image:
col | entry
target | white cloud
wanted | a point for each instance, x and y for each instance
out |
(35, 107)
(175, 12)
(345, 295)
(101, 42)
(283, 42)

==============================

Problem to work on
Render all the items above as a JSON list of strings, with one string per line and blank lines left out.

Solution for this exercise
[
  "image:",
  "col | entry",
  "target | white cloud",
  "wanted | a point for each instance, x and y for each instance",
  "out |",
  "(35, 107)",
  "(175, 12)",
  "(345, 295)",
  "(101, 42)",
  "(283, 42)"
]